YOUR OBJECTIVE: Substitute "look at" for every "examine" in the items below and write them all out again, otherwise unchanged. Leave the pictures out.

+ + +

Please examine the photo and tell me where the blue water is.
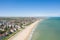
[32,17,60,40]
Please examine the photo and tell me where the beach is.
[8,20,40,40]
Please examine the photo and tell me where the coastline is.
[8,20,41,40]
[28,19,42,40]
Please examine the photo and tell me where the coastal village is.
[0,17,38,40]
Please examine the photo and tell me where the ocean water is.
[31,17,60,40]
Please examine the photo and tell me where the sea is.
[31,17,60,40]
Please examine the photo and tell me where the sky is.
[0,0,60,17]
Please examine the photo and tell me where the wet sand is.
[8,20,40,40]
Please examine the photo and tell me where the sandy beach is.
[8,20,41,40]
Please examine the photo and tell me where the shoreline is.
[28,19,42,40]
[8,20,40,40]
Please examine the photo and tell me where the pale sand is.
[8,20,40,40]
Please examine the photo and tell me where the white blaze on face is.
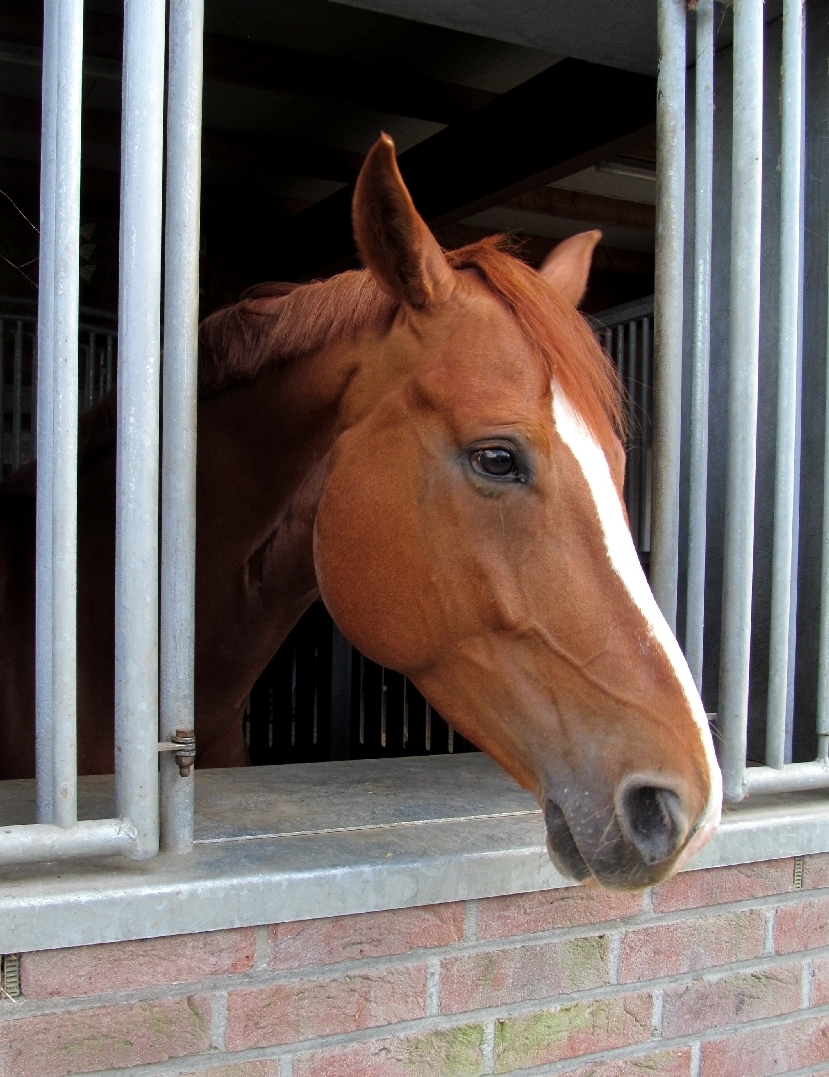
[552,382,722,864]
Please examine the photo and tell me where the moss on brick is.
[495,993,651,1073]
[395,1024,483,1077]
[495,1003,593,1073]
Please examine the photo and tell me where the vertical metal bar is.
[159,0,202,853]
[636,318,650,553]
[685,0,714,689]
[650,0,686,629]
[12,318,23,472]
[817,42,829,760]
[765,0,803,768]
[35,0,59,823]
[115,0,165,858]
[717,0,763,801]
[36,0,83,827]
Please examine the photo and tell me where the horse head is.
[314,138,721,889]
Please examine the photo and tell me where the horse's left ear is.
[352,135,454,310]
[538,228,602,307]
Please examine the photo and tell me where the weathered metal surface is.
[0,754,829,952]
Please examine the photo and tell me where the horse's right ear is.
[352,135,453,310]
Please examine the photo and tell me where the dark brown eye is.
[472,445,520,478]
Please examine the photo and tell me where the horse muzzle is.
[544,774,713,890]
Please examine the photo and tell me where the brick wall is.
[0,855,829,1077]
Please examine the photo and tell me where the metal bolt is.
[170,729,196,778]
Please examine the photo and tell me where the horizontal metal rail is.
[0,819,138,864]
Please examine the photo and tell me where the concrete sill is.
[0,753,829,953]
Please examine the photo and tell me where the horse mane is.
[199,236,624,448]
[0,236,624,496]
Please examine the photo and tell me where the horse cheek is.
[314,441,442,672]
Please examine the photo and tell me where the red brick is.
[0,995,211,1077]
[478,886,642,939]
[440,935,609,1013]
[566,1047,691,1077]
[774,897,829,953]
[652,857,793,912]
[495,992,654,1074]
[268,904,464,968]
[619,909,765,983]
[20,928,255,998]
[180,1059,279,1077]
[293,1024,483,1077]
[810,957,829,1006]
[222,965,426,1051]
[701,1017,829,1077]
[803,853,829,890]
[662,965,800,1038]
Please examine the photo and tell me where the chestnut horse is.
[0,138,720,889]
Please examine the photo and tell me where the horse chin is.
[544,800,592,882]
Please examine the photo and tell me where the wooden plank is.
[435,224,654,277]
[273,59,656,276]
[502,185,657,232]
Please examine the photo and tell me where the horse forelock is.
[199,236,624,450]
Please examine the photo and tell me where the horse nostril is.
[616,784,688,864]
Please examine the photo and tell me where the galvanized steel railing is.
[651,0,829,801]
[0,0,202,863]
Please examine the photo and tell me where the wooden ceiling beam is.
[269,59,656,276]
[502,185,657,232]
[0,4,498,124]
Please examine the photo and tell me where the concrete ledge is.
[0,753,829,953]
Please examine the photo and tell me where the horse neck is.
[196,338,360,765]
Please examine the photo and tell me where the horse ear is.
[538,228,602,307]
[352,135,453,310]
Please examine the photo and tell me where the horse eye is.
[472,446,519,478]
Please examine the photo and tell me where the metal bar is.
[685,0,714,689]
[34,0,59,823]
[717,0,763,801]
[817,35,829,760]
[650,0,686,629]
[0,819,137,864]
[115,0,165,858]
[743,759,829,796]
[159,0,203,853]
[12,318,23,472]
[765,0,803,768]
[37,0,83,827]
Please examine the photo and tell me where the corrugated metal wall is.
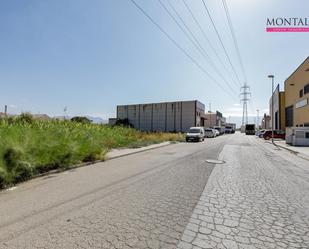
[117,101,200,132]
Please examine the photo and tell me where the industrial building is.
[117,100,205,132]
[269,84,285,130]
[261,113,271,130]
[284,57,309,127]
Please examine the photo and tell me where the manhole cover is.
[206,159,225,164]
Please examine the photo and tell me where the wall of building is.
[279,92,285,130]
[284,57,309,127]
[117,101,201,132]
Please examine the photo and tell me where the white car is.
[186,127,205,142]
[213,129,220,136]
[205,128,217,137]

+ + +

TASK RESULT:
Please look at the photo and tell me where the blue water is.
[32,17,60,40]
Please look at the photo and tell me where the beach is.
[8,20,40,40]
Please look at the photo and tell me where the coastline is.
[8,20,41,40]
[28,19,42,40]
Please look at the photo and tell me where the coastal village is.
[0,17,38,40]
Please look at the photo and tell me where the ocean water is.
[31,17,60,40]
Please look at the photo and tell me where the sea is.
[31,17,60,40]
Please look at the photo and tell me where the sky is.
[0,0,60,17]
Please look at the photo and tell me where the wet sand is.
[8,20,40,40]
Please look at the photo and tell me where the sandy beach is.
[8,20,41,40]
Please look at the photo and tell me where the shoreline is.
[28,19,42,40]
[8,20,40,40]
Please look at the photo and tell me where the pale sand is.
[8,20,40,40]
Please look at the photo and tell me where the white blaze on face is.
[552,382,722,864]
Please look at the photo and tell me where the moss on brick is.
[495,993,651,1073]
[395,1024,483,1077]
[495,1003,593,1073]
Please look at the photo and tell me where the vertical metal bar is.
[159,0,202,853]
[636,318,650,553]
[685,0,714,689]
[650,0,686,629]
[12,318,23,472]
[817,42,829,760]
[765,0,803,768]
[35,0,59,823]
[115,0,165,858]
[717,0,763,801]
[36,0,83,827]
Please look at the photo and tell me where the horse head is.
[314,138,721,889]
Please look at the photo and tell me where the horse's left ear is.
[352,135,454,310]
[538,228,602,307]
Please look at the photo and tell me where the weathered metal surface is.
[0,754,829,952]
Please look at the photo and tell me where the horse's right ear is.
[352,135,453,310]
Please look at the photo and tell me where the dark brown eye is.
[472,445,520,478]
Please look at the photo and tell me where the horse muzzle is.
[544,774,713,890]
Please look at the photo and tell me where the brick wall is.
[0,855,829,1077]
Please look at the photo and tell me where the metal bolt is.
[170,729,196,778]
Please look at the photo and tell me where the horizontal metal rail is.
[0,819,138,864]
Please look at the photo and tell me where the concrete sill is.
[0,753,829,953]
Please look at the photo and tell me where the horse mane is.
[199,236,624,448]
[0,236,624,496]
Please look at the photo and tell me where the horse cheek is.
[314,441,442,672]
Please look at the photo and tell me where the red brick is.
[0,995,211,1077]
[478,886,642,939]
[440,935,609,1013]
[566,1047,691,1077]
[774,897,829,953]
[652,857,793,912]
[495,992,654,1074]
[268,904,464,968]
[619,909,765,983]
[20,928,255,998]
[180,1059,279,1077]
[293,1024,483,1077]
[810,957,829,1006]
[222,965,426,1051]
[701,1017,829,1077]
[803,853,829,890]
[662,965,800,1038]
Please look at the photo and tell me where the chestnut horse is.
[0,138,720,889]
Please look at the photo and tell me where the horse chin is.
[544,800,592,882]
Please look at the photo and tell me where the wooden plank is.
[435,224,654,277]
[273,59,656,276]
[502,185,657,232]
Please look at the photo and tell me where the horse forelock is.
[199,236,624,450]
Please look at the photo and tell me where the horse nostril is.
[616,784,688,864]
Please look at the photo and tell me where the galvanized steel railing is.
[651,0,829,801]
[0,0,202,863]
Please look at the photo and tell me where the wooden ceiling beam is.
[269,59,656,276]
[502,185,657,232]
[0,4,498,124]
Please look at the photo and tell me where the concrete ledge is.
[0,753,829,953]
Please look at the photo and tell me where the horse neck is.
[196,338,360,765]
Please look at the photo and tell me where the horse ear is.
[538,228,602,307]
[352,135,453,310]
Please look at the photo and tell me where the horse eye is.
[472,446,519,478]
Please look at the photo and tell me where the metal bar is.
[685,0,714,689]
[34,0,59,823]
[717,0,763,801]
[817,35,829,760]
[650,0,686,629]
[0,819,137,864]
[115,0,165,858]
[743,759,829,796]
[159,0,203,853]
[12,318,23,472]
[765,0,803,768]
[37,0,83,827]
Please look at the photo and tell me where the corrugated metal wall is.
[117,101,200,132]
Please look at the photo and tell me where the industrial building is.
[117,100,205,132]
[269,84,285,130]
[261,113,271,130]
[284,57,309,127]
Please look at the photo and tell me where the manhole cover is.
[206,159,225,164]
Please look at the photo and tell me where the wall of building is.
[279,92,285,130]
[284,57,309,127]
[117,101,201,132]
Please look at the photo and tell me where the white car is.
[186,127,205,142]
[213,129,220,136]
[205,128,217,137]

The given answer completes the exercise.